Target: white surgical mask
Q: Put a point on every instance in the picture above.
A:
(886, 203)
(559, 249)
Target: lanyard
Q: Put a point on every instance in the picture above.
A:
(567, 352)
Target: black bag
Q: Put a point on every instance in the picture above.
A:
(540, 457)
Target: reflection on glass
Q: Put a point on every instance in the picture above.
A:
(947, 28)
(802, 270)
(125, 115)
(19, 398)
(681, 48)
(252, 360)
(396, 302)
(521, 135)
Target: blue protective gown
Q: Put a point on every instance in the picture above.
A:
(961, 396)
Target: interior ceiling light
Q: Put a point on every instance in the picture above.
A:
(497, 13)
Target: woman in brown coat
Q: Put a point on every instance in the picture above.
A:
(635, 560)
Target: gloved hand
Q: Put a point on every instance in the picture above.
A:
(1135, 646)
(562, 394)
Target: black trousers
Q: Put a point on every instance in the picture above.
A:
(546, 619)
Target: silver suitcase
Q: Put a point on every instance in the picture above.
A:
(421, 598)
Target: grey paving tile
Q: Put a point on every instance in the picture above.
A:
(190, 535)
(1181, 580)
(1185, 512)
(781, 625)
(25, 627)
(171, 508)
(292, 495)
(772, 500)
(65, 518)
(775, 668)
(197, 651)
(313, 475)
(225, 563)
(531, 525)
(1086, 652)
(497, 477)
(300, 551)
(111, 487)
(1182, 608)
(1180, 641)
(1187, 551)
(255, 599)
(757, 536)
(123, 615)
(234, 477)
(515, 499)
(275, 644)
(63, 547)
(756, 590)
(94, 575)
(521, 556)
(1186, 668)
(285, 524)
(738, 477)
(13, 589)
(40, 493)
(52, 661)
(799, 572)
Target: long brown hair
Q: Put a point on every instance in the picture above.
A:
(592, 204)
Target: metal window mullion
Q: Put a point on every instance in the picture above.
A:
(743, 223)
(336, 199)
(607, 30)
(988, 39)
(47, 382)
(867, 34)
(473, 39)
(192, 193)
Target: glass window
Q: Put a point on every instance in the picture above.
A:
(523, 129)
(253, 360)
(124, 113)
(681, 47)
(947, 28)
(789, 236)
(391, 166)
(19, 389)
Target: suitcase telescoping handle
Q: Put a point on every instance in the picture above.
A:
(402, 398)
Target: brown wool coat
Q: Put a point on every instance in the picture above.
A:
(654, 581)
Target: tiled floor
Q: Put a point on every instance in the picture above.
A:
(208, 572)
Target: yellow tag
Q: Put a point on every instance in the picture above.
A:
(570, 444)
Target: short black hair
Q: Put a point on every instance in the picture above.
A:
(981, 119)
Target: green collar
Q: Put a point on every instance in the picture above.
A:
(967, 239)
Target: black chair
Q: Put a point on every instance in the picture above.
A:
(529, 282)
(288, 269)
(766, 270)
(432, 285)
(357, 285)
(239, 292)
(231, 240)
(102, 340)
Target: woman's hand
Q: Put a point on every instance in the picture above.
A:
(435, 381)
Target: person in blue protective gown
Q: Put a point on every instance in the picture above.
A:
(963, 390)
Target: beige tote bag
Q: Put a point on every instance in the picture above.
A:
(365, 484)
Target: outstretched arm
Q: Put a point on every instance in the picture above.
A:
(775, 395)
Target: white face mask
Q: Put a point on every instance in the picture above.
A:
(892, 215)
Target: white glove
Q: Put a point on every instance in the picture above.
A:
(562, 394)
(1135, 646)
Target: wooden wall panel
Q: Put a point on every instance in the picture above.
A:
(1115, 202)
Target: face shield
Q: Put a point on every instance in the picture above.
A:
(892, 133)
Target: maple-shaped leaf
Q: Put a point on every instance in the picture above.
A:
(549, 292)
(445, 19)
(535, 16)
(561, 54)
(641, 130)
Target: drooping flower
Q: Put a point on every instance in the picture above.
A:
──────────
__Given exercise__
Return the stretch of the listing from the line containing "Target: white face mask" through the end of the listing, reproducing every line without alteration.

__Exercise output__
Target: white face mask
Q: Put a point on every instance in the picture above.
A:
(892, 215)
Target: white glove
Q: Put a point on every instance in the picture above.
A:
(562, 394)
(1135, 646)
Target: wooden wall panel
Q: Put a point on every instance in the picture above.
A:
(1115, 202)
Target: face shield
Q: Put a point on every instance in the picture above.
A:
(892, 133)
Target: maple-shaped leaf
Q: Put a point on every instance in the picture above.
A:
(549, 292)
(445, 19)
(535, 16)
(561, 54)
(641, 130)
Target: drooping flower
Q: Put a point on every instance in the picture above.
A:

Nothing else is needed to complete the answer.